■ **DOCUMENT PASSAGE**
• • •

What’s your favorite non-Packers moment of the 2020 season so far?

Baltimore Ravens v Cleveland Browns Photo by Jason Miller/Getty Images

What an NFL season it’s been. As we wait for the playoffs to finally, mercifully arrive, we thought it would be a good time to take a look around the league and reflect on our favorite non-Packers moments of the season. What’s yours?

Rcon14: Everything that happened at the end of the Browns/Ravens game

Lamar Jackson had to run to the bathroom (I don’t care what the official story is, no one moves like that with cramps). He comes back just in the nick of time as Trace McSorley is down with an injury (thankfully only a minor one). Then on fourth down throws a touchdown pass to Hollywood Brown who had dropped key passes earlier.

While Jackson was gone, the Browns had mounted a comeback. Baker and Kareem Hunt’s catches would lead Cleveland down the field to respond to take the lead. They left Jackson too much time though, and the kicking god himself gave the Ravens the lead. This would have been all good and a great game, except Lamar spiked the ball a little too early prior to the field goal, which left Cleveland with two seconds left.

After letting the ball go out for a touchback on the kickoff, the Browns tried the lateral-it-a-bunch-and-hope-it-works play. During the play Baker Mayfield was hit multiple times and threw a few blocks. The Browns just kept moving backwards. They were down 3. The line was BAL -3. They’re back at the 10 yard line now. Then Jarvis runs up to the 24. He flings it back towards the middle of the field. It’s caught, but then quickly fumbled and Rashard Higgins ends up with the ball around the 15 yard line. Then, inexplicably he works backwards and is inside his own 5. As he works forward to the 10 he jumps to throw, but is hit. His throw works back into the end zone where Jarvis Landry has to collect it. He is tackled out of the back of the end zone, giving the Ravens a five point win and all the Ravens bettors a bunch of money.

Just absolute insanity.

Tex: DK Metcalf running down Budda Baker (and the ensuing hilarity of overtime in that game)

It was the play that launched a thousand memes, including this brilliant one from Ravens quarterback Robert Griffin III about the Lamar Jackson bathroom situation.

• • •

■ **SUPPLIED INFORMATION**
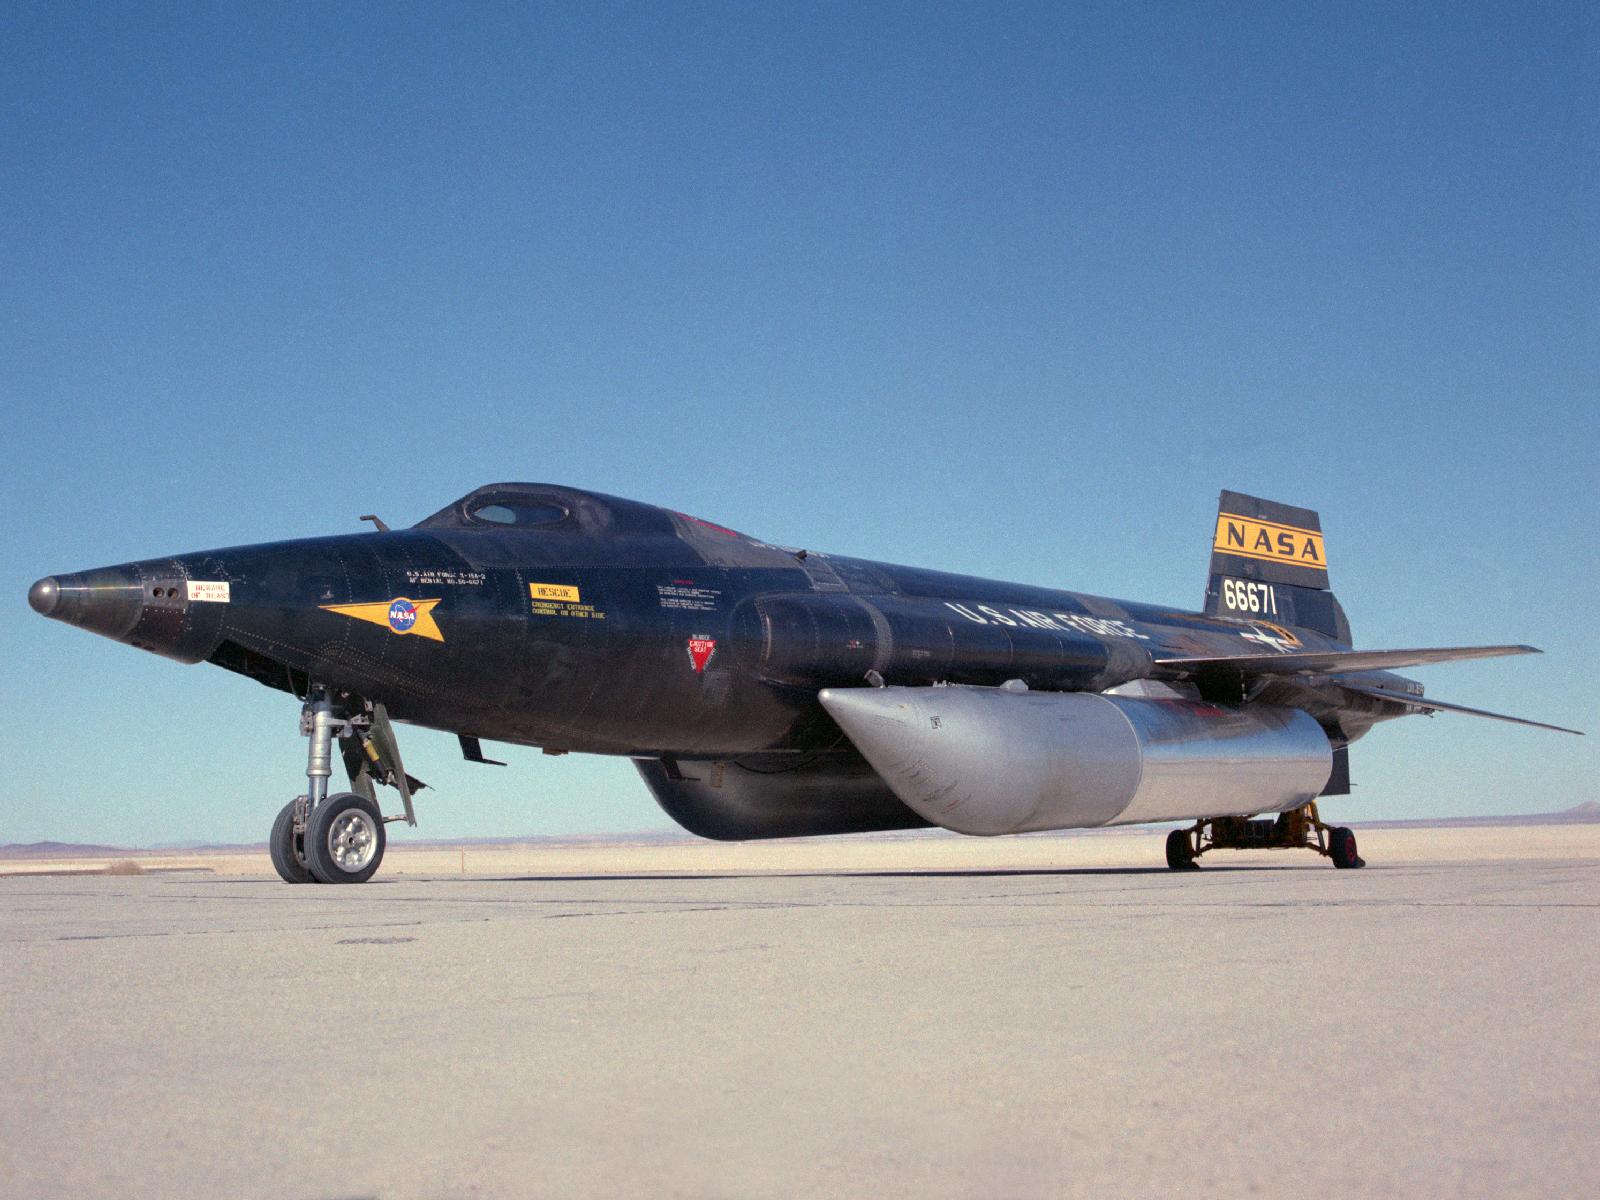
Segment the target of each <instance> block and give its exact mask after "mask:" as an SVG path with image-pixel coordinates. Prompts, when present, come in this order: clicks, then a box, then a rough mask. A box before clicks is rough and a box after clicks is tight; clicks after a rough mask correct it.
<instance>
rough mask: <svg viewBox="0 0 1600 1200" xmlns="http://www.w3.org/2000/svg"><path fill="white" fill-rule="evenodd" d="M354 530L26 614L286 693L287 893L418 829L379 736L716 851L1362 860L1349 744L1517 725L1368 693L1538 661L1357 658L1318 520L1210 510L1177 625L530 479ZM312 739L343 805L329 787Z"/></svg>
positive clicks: (205, 559) (68, 575)
mask: <svg viewBox="0 0 1600 1200" xmlns="http://www.w3.org/2000/svg"><path fill="white" fill-rule="evenodd" d="M366 520H373V523H374V525H376V526H378V528H376V531H363V533H354V534H346V536H333V538H312V539H304V541H283V542H267V544H261V546H242V547H234V549H224V550H205V552H200V554H181V555H176V557H171V558H147V560H142V562H134V563H125V565H122V566H102V568H98V570H93V571H82V573H78V574H59V576H50V578H45V579H40V581H38V582H35V584H34V587H32V589H30V590H29V603H30V605H32V606H34V610H35V611H38V613H42V614H45V616H48V618H54V619H58V621H66V622H69V624H75V626H82V627H83V629H88V630H91V632H96V634H102V635H104V637H110V638H115V640H118V642H126V643H128V645H131V646H136V648H139V650H149V651H152V653H155V654H165V656H166V658H173V659H178V661H179V662H213V664H216V666H219V667H226V669H229V670H234V672H238V674H240V675H248V677H250V678H254V680H258V682H259V683H266V685H267V686H272V688H278V690H282V691H286V693H290V694H293V696H294V698H296V699H298V701H301V704H302V709H301V731H302V734H306V736H309V739H310V749H309V755H307V770H306V774H307V779H309V786H307V789H306V794H304V795H301V797H298V798H294V800H291V802H290V803H286V805H285V806H283V810H282V811H280V813H278V818H277V822H275V824H274V827H272V840H270V850H272V861H274V866H275V867H277V870H278V874H280V875H282V877H283V878H285V880H288V882H290V883H306V882H310V880H317V882H322V883H360V882H365V880H368V878H371V875H373V872H376V870H378V864H379V862H381V861H382V854H384V842H386V838H384V827H386V824H387V822H392V821H400V819H405V821H406V822H408V824H416V818H414V806H413V795H414V794H416V792H418V790H419V789H421V787H422V784H421V782H419V781H416V779H413V778H411V776H410V774H406V770H405V765H403V763H402V758H400V749H398V744H397V741H395V733H394V722H408V723H413V725H426V726H429V728H435V730H445V731H448V733H454V734H456V736H458V738H459V739H461V749H462V754H464V755H466V757H467V758H469V760H472V762H482V763H491V762H493V760H490V758H485V757H483V749H482V742H483V741H485V739H493V741H504V742H515V744H518V746H538V747H542V749H544V750H546V752H547V754H565V752H568V750H573V752H584V754H614V755H627V757H630V758H634V762H635V765H637V768H638V773H640V774H642V776H643V779H645V784H646V786H648V787H650V790H651V792H654V795H656V800H658V802H659V803H661V806H662V808H664V810H666V811H667V813H669V814H670V816H672V818H674V819H675V821H677V822H678V824H682V826H683V827H685V829H690V830H693V832H694V834H701V835H704V837H714V838H768V837H798V835H806V834H851V832H864V830H877V829H909V827H917V826H930V824H933V826H942V827H946V829H952V830H955V832H960V834H1021V832H1027V830H1038V829H1082V827H1091V826H1115V824H1139V822H1158V821H1181V822H1192V824H1187V826H1186V827H1181V829H1174V830H1173V832H1171V834H1170V837H1168V840H1166V861H1168V864H1170V866H1171V867H1174V869H1187V867H1194V866H1195V859H1197V858H1198V856H1200V854H1203V853H1208V851H1211V850H1218V848H1272V846H1309V848H1312V850H1317V851H1320V853H1323V854H1326V856H1328V858H1331V859H1333V862H1334V866H1338V867H1358V866H1362V859H1360V858H1358V856H1357V848H1355V837H1354V835H1352V834H1350V830H1349V829H1342V827H1331V826H1326V824H1323V821H1322V818H1320V816H1318V811H1317V800H1318V797H1323V795H1341V794H1346V792H1349V762H1347V747H1349V744H1350V742H1354V741H1355V739H1357V738H1360V736H1362V734H1365V733H1366V731H1368V730H1370V728H1371V726H1373V725H1376V723H1378V722H1382V720H1389V718H1392V717H1403V715H1406V714H1414V712H1426V714H1430V712H1435V710H1450V712H1467V714H1474V715H1478V717H1496V718H1498V720H1517V722H1520V718H1515V717H1499V715H1498V714H1490V712H1478V710H1475V709H1466V707H1461V706H1456V704H1445V702H1442V701H1437V699H1430V698H1427V696H1424V693H1422V686H1421V685H1419V683H1416V682H1413V680H1410V678H1403V677H1402V675H1395V674H1390V672H1392V670H1394V669H1398V667H1414V666H1421V664H1426V662H1445V661H1450V659H1469V658H1490V656H1494V654H1526V653H1536V651H1534V650H1533V646H1466V648H1438V650H1354V648H1352V640H1350V626H1349V622H1347V621H1346V616H1344V610H1342V608H1341V606H1339V602H1338V600H1336V598H1334V595H1333V592H1331V590H1330V589H1328V555H1326V546H1325V542H1323V534H1322V523H1320V520H1318V517H1317V514H1315V512H1310V510H1307V509H1296V507H1290V506H1286V504H1275V502H1272V501H1264V499H1258V498H1254V496H1243V494H1238V493H1232V491H1224V493H1222V501H1221V510H1219V512H1218V518H1216V526H1214V533H1213V542H1211V578H1210V586H1208V587H1206V595H1205V606H1203V610H1202V611H1198V613H1186V611H1178V610H1173V608H1165V606H1162V605H1142V603H1128V602H1122V600H1106V598H1101V597H1094V595H1082V594H1077V592H1059V590H1054V589H1050V587H1030V586H1026V584H1008V582H998V581H992V579H979V578H973V576H962V574H946V573H941V571H928V570H918V568H910V566H893V565H890V563H878V562H867V560H862V558H845V557H838V555H830V554H819V552H806V550H803V549H792V547H787V546H773V544H770V542H763V541H758V539H755V538H749V536H746V534H742V533H736V531H733V530H728V528H723V526H720V525H712V523H710V522H704V520H698V518H694V517H686V515H683V514H680V512H672V510H667V509H659V507H654V506H651V504H640V502H637V501H629V499H618V498H614V496H602V494H598V493H592V491H579V490H576V488H563V486H550V485H542V483H494V485H490V486H485V488H478V490H477V491H474V493H470V494H467V496H464V498H462V499H459V501H456V502H454V504H451V506H448V507H445V509H442V510H440V512H437V514H434V515H432V517H429V518H427V520H424V522H421V523H418V525H414V526H411V528H410V530H390V528H387V526H386V525H384V523H382V522H381V520H378V518H376V517H371V518H366ZM1520 723H1523V725H1538V722H1520ZM1541 728H1557V726H1541ZM1565 733H1574V731H1573V730H1565ZM334 747H338V749H339V754H341V757H342V760H344V766H346V770H347V773H349V779H350V790H347V792H331V790H330V776H331V763H333V752H334ZM378 786H387V787H394V789H395V790H397V792H398V798H400V805H402V810H403V814H400V816H384V814H382V810H381V808H379V805H378ZM1256 814H1266V816H1259V818H1258V819H1251V818H1253V816H1256Z"/></svg>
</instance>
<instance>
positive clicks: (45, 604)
mask: <svg viewBox="0 0 1600 1200" xmlns="http://www.w3.org/2000/svg"><path fill="white" fill-rule="evenodd" d="M141 590H142V589H141V582H139V576H138V573H134V571H133V570H130V568H126V566H101V568H98V570H94V571H80V573H78V574H61V576H56V574H48V576H45V578H43V579H40V581H38V582H37V584H34V586H32V587H29V589H27V603H29V605H32V606H34V611H35V613H38V614H40V616H48V618H51V619H54V621H66V622H69V624H74V626H78V627H80V629H88V630H90V632H91V634H101V635H102V637H114V638H118V640H122V638H126V637H128V634H131V632H133V627H134V626H138V624H139V618H141V616H142V614H144V603H142V600H141Z"/></svg>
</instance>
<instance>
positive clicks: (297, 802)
mask: <svg viewBox="0 0 1600 1200" xmlns="http://www.w3.org/2000/svg"><path fill="white" fill-rule="evenodd" d="M301 733H302V734H304V736H307V738H309V739H310V746H309V749H307V752H306V794H304V795H298V797H294V798H293V800H291V802H290V803H286V805H285V806H283V810H282V811H280V813H278V818H277V821H274V822H272V840H270V843H269V850H270V853H272V866H274V867H275V869H277V872H278V875H280V877H282V878H283V880H285V882H286V883H312V882H315V883H365V882H366V880H370V878H371V877H373V875H374V874H376V872H378V867H379V864H381V862H382V861H384V845H386V842H387V838H386V837H384V826H386V824H389V822H390V821H405V822H406V824H408V826H416V811H414V808H413V805H411V794H413V792H419V790H421V789H424V787H426V786H427V784H424V782H422V781H421V779H413V778H411V776H408V774H406V773H405V765H403V763H402V762H400V746H398V744H397V742H395V736H394V728H392V726H390V723H389V714H387V712H386V710H384V706H382V704H373V702H370V701H362V699H357V698H350V696H341V698H339V704H338V706H336V702H334V699H333V696H330V693H328V690H326V688H322V686H315V685H314V686H312V688H310V691H309V694H307V698H306V707H304V709H301ZM334 739H338V742H339V749H341V754H342V757H344V766H346V771H347V773H349V776H350V789H352V790H349V792H336V794H333V795H330V794H328V779H330V778H331V776H333V742H334ZM376 784H386V786H389V787H394V789H395V790H397V792H400V802H402V803H403V805H405V814H403V816H384V814H382V811H381V810H379V806H378V789H376Z"/></svg>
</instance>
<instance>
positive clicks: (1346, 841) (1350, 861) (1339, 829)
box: [1328, 826, 1366, 870]
mask: <svg viewBox="0 0 1600 1200" xmlns="http://www.w3.org/2000/svg"><path fill="white" fill-rule="evenodd" d="M1328 856H1330V858H1331V859H1333V866H1336V867H1339V869H1341V870H1350V869H1354V867H1365V866H1366V859H1363V858H1362V856H1360V854H1357V853H1355V834H1352V832H1350V830H1349V829H1346V827H1344V826H1339V827H1338V829H1330V830H1328Z"/></svg>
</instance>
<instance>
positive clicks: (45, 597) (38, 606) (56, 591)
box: [27, 574, 61, 616]
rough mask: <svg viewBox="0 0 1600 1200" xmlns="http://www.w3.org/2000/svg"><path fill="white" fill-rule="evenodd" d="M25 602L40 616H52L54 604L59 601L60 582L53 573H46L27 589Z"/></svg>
mask: <svg viewBox="0 0 1600 1200" xmlns="http://www.w3.org/2000/svg"><path fill="white" fill-rule="evenodd" d="M27 603H29V606H32V610H34V611H35V613H38V614H40V616H54V613H56V605H59V603H61V584H58V582H56V578H54V576H53V574H46V576H45V578H43V579H40V581H38V582H37V584H34V586H32V587H29V589H27Z"/></svg>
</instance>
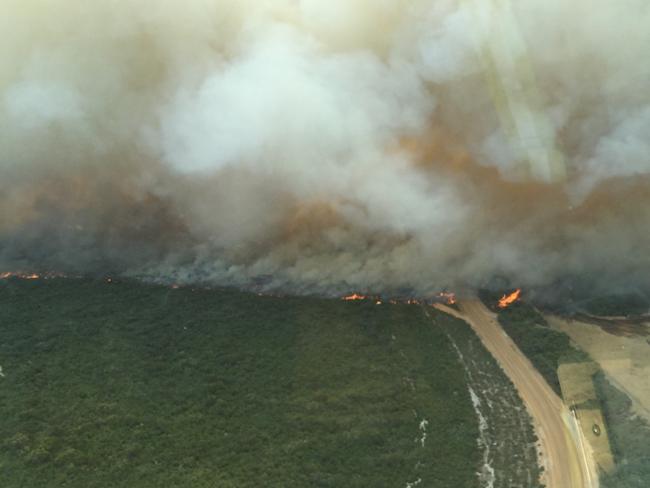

• • •

■ **TASKS TO CARRY OUT**
a: From the article on favorite non-Packers moments of the 2020 NFL season, return word for word the part that opens with the words containing "It was the play" and closes with "Jackson bathroom situation.".
b: Carry the article on favorite non-Packers moments of the 2020 NFL season forward, picking up right after its last sentence.

■ **PER-TASK ANSWERS**
a:
It was the play that launched a thousand memes, including this brilliant one from Ravens quarterback Robert Griffin III about the Lamar Jackson bathroom situation.

b:
Look: Budda Baker is fast. He ran a 4.45 at the 2017 Combine. When a guy like that picks off a (terrible) Russell Wilson pass at the two-yard line and has an entire field of green ahead of him, he should score. But DK Metcalf is an absolute freak of nature. Baker was even running in the right direction at the point of the pick, while Metcalf had to turn his body and accelerate from a dead stop. But despite Baker having about a 10-yard head start, Metcalf and his 4.33 speed track him down at the 8-yard line, an effort that ends up saving a touchdown as the Cardinals go for six points on 4th and goal from the 3 and get stopped.

The rest of this game made it the hilarious game of the year up until Monday’s Ravens-Browns game, replete with a ten-point comeback by Arizona in the final three minutes plus a missed field goal and another terrible Wilson interception in overtime before the game-winning kick with a few seconds left. It also could help provide the Packers with some tiebreaker help for postseason seeding depending on how the last three weeks shake out. But the combination of the hilarity of this game and Metcalf’s absolutely incredible play gives it the top spot in my book.

Buko: Alex Smith Thanksgiving Day Massacre

The best story of 2020 is what’s going on in D.C. No, not that, but Washington getting Alex Smith back after 493 surgeries (approximate number) the same season Ron Rivera coaches through chemotherapy treatments. They’re not leading the admittedly putrid NFC East, but the moment we knew they’d be more than just a great story came on Thanksgiving when Smith and WFT torched the Cowboys 41-16.

They went on to beat the Steelers and now genuinely look like a playoff team thanks to having an adult in the room and under center. In our house, watching Smith’s comeback be punctuated so emphatically actually caused us to boot up the outstanding E:60 mini-documentary on Smith’s comeback, which if you’ve seen, you know is not generally something smart to watch after a big meal.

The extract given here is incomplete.